- [Problem description]: Below are some records. Set each one down exactly as it reads.

>>>>>

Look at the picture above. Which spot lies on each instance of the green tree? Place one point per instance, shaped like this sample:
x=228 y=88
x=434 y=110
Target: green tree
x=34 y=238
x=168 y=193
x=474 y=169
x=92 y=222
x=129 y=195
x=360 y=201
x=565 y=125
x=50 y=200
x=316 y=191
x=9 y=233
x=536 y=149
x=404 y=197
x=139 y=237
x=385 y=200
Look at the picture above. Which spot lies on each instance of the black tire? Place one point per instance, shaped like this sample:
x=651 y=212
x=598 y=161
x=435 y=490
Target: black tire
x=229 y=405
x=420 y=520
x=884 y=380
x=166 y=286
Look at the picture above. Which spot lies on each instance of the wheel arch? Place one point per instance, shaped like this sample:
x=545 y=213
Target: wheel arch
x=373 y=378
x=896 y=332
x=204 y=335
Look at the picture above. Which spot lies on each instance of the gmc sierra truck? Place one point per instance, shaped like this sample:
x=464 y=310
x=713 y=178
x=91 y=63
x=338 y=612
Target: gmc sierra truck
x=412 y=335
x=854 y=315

<<<<<

- [Response area]:
Look at the picture above. Which spot lies on each instance of the green tree? Place one point per instance, shaped like this sample:
x=228 y=88
x=434 y=110
Target: green tree
x=34 y=238
x=168 y=193
x=474 y=169
x=92 y=222
x=129 y=195
x=360 y=201
x=565 y=125
x=50 y=200
x=316 y=191
x=9 y=233
x=536 y=149
x=404 y=197
x=139 y=237
x=385 y=200
Look at the picture above. Which spot lies on each instance of the black tire? Place one point per instance, shaped like this sample:
x=651 y=212
x=598 y=161
x=435 y=490
Target: black tire
x=229 y=405
x=420 y=520
x=884 y=380
x=166 y=286
Look at the picture above. Which spot lies on each instance of the wheel arch? Place one point per instance, shaped like this sample:
x=545 y=213
Target: wheel arch
x=373 y=378
x=896 y=332
x=204 y=335
Look at the picture above. Which spot lies on each instance of the gmc sierra truck? Place one point per instance, shaped like this sample:
x=464 y=310
x=713 y=178
x=91 y=63
x=338 y=612
Target: gmc sierra truck
x=412 y=335
x=854 y=315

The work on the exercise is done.